Required actions:
1. Rewrite the paragraph beginning "The plan, announced late last month" in the article on the startup founders' letter as a short list that keeps its main facts.
2. According to the article on the startup founders' letter, how much did Improbable raise in its 2017 Series B round?
3. Please write out the stretch of the article on the startup founders' letter from "The letter, released" through "access the schemes.".

───── Text passage

By Red Herring

A dozen of the UK’s leading startup founders have written an open letter to the country’s chancellor, Rishi Sunak, pleading for changes to Downing Street’s COVID-19 business relief packages.

The letter, released on Wednesday (April 8), states “concerns” that Britain’s “high-growth UK tech sector will be put at risk” by Parliament’s raft of Coronavirus plans, which experts believe will cost around £428 billion ($530bn).

The plan, announced late last month, includes a business bailout package worth £350bn ($433bn), plus state grants of up to 80% of employees’ furloughed salaries – worth up to £2,500 ($3,100) per month, just about the national average.

Yet the open letter—penned by firms including Deliveroo, BenevolentAI, Citymapper and Graphcore—criticizes the plan’s supposed bias towards “longer-established businesses.” The startups’ investment in “technology and growth rather than short term profitability” means they are currently unable to access the schemes.

“Our sector will be crucial to helping the UK economy bounce back quickly after the pandemic,” the letter continues, citing Britain’s “world class” innovation. “The high-growth tech sector has a vital role to play in the future success of the UK economy.”

The letter also cites bailouts offered to companies in neighboring France and Germany – though those countries’ schemes offer grants to almost all small- and medium-sized businesses, not tech startups specifically, with an emphasis on staff rather than firms.

Critics have pointed to the startups’ huge levels of VC funding, however, and their lack of profit, as proof they should fall below the government bailout requirements. Delivery service Deliveroo has won over $1.5bn since its 2012 founding – and has caused controversy over its treatment of workers. AI firm Improbable raised a $500m Series B round in 2017.

“Of all the threats that Covid-19 poses, the threat to early-stage startups is the least we should worry about,” writes investor Robin Klein at Sifted. “I’m far more concerned about companies and freelancers whose revenues have collapsed overnight and whose recovery is very uncertain.”

Klein points to a generally strong UK tech market, and the fact 93% of startups never make it to a Series A funding round, as reasons why startups shouldn’t be bailed out. “Has the current crisis increased the likelihood of more than three quarters of startups being unable to raise further funding,” he writes. “I don’t believe so. Venture capital funds in the UK have more than enough capital and the incentives to fund the best companies.”

With increasing numbers of Britons getting ill with Coronavirus—including Prime Minister Boris Johnson—and millions more forced to work from home, it appears unlikely Chancellor Sunak will heed the startups’ call.

──────────
───── Available data

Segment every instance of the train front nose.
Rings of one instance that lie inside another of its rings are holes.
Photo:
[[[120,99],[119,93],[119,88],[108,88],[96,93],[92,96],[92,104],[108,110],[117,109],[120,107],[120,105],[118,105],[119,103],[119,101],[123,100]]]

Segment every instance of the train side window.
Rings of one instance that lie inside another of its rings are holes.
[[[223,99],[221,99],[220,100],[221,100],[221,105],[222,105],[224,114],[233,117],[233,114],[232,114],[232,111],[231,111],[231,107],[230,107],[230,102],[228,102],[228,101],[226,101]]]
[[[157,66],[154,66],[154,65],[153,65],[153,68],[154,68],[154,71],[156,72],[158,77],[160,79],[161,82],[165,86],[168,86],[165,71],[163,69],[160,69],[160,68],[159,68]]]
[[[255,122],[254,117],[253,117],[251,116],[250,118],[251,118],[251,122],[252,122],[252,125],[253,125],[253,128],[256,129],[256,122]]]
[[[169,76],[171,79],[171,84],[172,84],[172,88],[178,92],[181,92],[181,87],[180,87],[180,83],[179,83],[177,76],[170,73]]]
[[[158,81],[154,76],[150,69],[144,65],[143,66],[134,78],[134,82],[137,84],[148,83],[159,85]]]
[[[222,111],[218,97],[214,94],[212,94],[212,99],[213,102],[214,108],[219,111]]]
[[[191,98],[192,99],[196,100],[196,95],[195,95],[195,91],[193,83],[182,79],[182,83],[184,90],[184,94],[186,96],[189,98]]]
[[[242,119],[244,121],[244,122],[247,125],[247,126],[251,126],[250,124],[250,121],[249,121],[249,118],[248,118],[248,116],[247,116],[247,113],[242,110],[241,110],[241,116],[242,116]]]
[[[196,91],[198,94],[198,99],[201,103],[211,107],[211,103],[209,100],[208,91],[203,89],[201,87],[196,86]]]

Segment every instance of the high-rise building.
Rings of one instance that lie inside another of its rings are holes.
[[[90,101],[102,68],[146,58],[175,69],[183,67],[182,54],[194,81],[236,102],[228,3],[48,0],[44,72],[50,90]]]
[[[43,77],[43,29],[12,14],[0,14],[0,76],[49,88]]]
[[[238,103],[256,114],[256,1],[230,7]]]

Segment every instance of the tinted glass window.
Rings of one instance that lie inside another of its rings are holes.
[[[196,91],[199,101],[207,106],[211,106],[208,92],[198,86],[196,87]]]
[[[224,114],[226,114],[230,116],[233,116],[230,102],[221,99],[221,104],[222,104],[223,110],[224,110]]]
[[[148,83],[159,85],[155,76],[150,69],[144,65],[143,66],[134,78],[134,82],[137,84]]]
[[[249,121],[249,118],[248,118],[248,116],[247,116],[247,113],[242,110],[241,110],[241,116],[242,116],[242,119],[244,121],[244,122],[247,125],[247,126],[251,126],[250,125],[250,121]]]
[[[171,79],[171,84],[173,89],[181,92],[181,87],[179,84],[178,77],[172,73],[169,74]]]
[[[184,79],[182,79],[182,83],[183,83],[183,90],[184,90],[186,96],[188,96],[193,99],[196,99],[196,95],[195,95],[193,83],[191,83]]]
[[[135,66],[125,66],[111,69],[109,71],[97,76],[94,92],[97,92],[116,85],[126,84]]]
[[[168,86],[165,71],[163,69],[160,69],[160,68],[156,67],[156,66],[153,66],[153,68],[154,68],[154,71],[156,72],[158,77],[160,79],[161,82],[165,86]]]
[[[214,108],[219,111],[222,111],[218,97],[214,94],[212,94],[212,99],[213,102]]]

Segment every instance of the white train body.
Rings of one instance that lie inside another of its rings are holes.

──────────

Solutions in order:
1.
- The plan was announced late last month.
- It includes a business bailout package worth £350bn ($433bn).
- It also offers state grants of up to 80% of employees' furloughed salaries.
- These grants are worth up to £2,500 ($3,100) per month, about the national average.

2. $500m.

3.
The letter, released on Wednesday (April 8), states “concerns” that Britain’s “high-growth UK tech sector will be put at risk” by Parliament’s raft of Coronavirus plans, which experts believe will cost around £428 billion ($530bn).

The plan, announced late last month, includes a business bailout package worth £350bn ($433bn), plus state grants of up to 80% of employees’ furloughed salaries – worth up to £2,500 ($3,100) per month, just about the national average.

Yet the open letter—penned by firms including Deliveroo, BenevolentAI, Citymapper and Graphcore—criticizes the plan’s supposed bias towards “longer-established businesses.” The startups’ investment in “technology and growth rather than short term profitability” means they are currently unable to access the schemes.